Exercise passage section start

If true, you can directly input it to bwa mem using -p option under bwa v0.7.11 or higher.

Otherwise, it should be treated as a single-end read.

In the meanwhile, I've written a message to ENA service and they may answer this question as well. I'll update if there is anything new.

The original read ID is quite different from those correctly labeled pair-end/single-end fq as it only gives a number SRR8244780.1 1 followed by a tag /2, unlike this HWI-ST458R:229:C43DDACXX:5:1101:1421:1920 forward. I don't know and have no time digging up this data entry error. A personal guess is that the mismatched label somehow discard the original read ID but only left a numeric label with it. This kind of mistakes should be avoid. It may cause unnecessary misunderstanding and waste a plenty of time!

Exercise passage section end

**Task requirements:**
A. According to the forum post about mislabeled reads, which bwa mem option and version allow the reads to be input directly?
B. Write a continuation of the forum post about mislabeled reads, picking up after its last sentence.

Supplied entries section start

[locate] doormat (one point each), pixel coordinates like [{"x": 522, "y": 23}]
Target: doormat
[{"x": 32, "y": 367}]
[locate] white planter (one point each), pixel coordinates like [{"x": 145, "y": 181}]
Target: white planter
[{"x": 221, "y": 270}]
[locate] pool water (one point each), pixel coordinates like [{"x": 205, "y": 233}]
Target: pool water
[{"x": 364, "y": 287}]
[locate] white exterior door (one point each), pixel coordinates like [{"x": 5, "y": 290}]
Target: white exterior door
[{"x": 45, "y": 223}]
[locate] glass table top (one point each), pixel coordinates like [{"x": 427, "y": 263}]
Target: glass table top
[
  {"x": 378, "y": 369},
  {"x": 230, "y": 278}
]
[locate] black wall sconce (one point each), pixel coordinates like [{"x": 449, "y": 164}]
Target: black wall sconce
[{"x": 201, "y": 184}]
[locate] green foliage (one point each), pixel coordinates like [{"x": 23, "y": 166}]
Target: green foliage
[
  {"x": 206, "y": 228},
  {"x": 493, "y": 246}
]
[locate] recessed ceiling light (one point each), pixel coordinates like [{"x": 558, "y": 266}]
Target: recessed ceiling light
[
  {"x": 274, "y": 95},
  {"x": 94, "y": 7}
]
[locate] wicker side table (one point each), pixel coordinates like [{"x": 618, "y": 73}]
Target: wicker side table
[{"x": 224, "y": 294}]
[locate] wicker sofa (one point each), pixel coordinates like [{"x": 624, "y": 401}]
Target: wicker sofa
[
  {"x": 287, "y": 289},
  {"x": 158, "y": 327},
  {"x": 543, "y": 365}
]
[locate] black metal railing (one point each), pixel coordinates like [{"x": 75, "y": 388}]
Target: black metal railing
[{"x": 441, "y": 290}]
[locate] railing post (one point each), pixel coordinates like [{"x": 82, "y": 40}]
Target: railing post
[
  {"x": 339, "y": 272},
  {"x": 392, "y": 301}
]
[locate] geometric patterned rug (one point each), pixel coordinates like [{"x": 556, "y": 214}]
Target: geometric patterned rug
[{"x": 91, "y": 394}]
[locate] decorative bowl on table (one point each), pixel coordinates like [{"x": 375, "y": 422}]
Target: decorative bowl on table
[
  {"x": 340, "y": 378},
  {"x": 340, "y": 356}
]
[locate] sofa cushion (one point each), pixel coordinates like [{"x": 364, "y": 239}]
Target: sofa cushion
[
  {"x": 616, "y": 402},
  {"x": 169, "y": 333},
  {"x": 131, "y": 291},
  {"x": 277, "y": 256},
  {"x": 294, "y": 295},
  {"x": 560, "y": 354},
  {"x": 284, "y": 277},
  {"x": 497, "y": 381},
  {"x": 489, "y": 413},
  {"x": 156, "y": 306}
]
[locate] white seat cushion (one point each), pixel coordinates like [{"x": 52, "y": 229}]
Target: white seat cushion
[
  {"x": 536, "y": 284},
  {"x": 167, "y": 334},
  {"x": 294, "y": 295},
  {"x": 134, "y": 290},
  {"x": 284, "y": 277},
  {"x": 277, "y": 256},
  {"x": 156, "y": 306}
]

Supplied entries section end

**Task responses:**
A. The -p option, under bwa v0.7.11 or higher.

B.
Case closed.

ADD REPLY • link 2.9 years ago by tomas4482 ▴ 420

0

Entering edit mode

2.9 years ago

Juke34 8.6k

I guess this is interleaved data.

https://www.ncbi.nlm.nih.gov/sra/docs/submitformats/

Paired-end data submitted in FASTQ format should be submitted in one of two formats: As separate files for forward and reverse reads, in which the reads are in the same order. As interleaved, or "8-line", FASTQ, in which forward and reverse reads alternate in the file and are in order (i.e., read "1F", followed by read "1R", then read "2F", then "2R"). SRA supports the following forward/reverse read indicators: '/1' and '/2' at the end of the read name or newer Illumina style '1:Y:18:ATCACG' and '2:Y:18:ATCACG'.
Concatenated FASTQ (in which all forward reads are followed by all reverse reads) is not supported.Concatenated

ADD COMMENT • link 2.9 years ago by Juke34 8.6k

1

Entering edit mode

I missed that part about SRA support read indicators. So it's very likely the interleaved one.

For those who may have the same question or new guys studying WES and WGS in the future, I could share some options to test this and move forward.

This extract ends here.